** Page text follows **

Sometimes, when I’m in the grocery store in our hometown, or the pharmacy or bank or at a sporting or community event, young kids will wave at me enthusiastically from across the room or pass by and give me a smile (or sometimes, even a spontaneous hug) and say “Hi Ms. Aamodt.”
I am not Ms. Aamodt, but I am easily mistaken for her, because Ms. Aamodt is my little sister. And, because my little sister is the guidance counselor at one of our elementary schools in town, she is basically a celebrity. I mean, remember what it was like when you were a kid, and you saw your teacher out of the classroom? It was a shock to your reality that she existed anywhere else.

I made the mistake once or twice in correcting a student in the moment, telling them that no, I’m not Ms. Aamodt, I am her sister, thinking the kid would get a kick out of that. Turns out that revelation was a little disorientating and embarrassing, especially when they realized they had just enthusiastically waved and (gasp) hugged a stranger. So now I just go with it. I am Ms. Aamodt when I need to be.
And, well, sometimes Ms. Aamodt is me.
Because the mistaken identity happens to my sister too. It seems the older we get and the more time we spend together, the more we sort of morph into one another. With the same mannerisms, cadence in the way we speak and similar hair and style, even our closest family has had us confused at times.
“Everyone’s sending their love and well-wishes,” my sister texted me last weekend from the Legion Club where a community of regional musicians gathered to perform together and remember our good friend and player, Jimmy C., who passed away last spring. They also used this gathering to pass the hat to help with my medical expenses. “I’ve been mistaken for you three times.”
While I wanted to be among those musicians and the community who continues to show up for my family and me during this rough patch in our lives, because I’m nearing the end of my treatment and my immune system is a bit compromised, I chose to stay out of the crowd. I was, however, able to be back at the ranch for the first time in two weeks, so the girls and I had our own dance party in the kitchen, complete with makeup, hair and outfits.
“Should I get up there and sing? I’d give them a big shock!” She texted.
“Yes, you should!,” I poked back. “They will think the cancer has really shaken my confidence. Just don’t do anything I wouldn’t do!”
As far as personal representatives go, I have a good one I can trust in my little sister. It’s a special gift in my life that is illuminated now as she’s standing in as mom to my daughters while I’m gone.

** End of Page text **
** Data provided follows **

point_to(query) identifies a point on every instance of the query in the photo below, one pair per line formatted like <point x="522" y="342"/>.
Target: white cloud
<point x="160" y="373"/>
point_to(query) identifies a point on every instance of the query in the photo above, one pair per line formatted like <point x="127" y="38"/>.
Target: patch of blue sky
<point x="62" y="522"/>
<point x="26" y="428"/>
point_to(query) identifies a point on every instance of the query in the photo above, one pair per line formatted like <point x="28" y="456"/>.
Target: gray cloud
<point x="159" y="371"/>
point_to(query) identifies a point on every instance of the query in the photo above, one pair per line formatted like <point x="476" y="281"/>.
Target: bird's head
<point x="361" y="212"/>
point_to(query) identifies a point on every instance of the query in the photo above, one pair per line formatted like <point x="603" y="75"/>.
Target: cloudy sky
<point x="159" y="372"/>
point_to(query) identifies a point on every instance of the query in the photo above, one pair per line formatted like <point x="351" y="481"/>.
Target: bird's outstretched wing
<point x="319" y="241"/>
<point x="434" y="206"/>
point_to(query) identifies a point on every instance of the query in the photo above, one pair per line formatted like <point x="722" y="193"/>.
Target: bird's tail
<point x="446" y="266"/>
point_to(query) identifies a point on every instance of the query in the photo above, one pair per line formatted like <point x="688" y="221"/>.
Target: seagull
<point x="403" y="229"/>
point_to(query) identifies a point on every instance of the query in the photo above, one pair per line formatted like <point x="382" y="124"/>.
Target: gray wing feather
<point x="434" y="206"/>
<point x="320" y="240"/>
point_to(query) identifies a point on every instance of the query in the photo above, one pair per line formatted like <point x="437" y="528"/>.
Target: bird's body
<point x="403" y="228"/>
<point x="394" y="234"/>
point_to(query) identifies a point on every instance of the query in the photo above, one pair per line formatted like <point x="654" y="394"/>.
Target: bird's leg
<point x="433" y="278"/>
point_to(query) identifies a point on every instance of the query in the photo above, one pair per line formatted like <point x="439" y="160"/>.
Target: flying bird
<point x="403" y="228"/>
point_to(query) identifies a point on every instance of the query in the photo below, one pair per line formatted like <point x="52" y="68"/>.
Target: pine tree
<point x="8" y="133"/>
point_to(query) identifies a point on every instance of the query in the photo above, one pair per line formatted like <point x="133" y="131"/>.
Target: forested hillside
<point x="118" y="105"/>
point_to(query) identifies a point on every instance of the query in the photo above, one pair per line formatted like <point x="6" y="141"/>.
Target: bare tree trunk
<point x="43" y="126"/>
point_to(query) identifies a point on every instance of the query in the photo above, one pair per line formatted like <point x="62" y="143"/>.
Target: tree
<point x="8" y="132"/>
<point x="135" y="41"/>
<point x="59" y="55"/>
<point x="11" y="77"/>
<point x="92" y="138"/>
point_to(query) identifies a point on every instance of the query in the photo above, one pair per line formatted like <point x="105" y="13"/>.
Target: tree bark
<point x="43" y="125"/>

** End of Data provided **

In the essay about being mistaken for a sister, what job does the sister hold?

She is the guidance counselor at one of the town's elementary schools.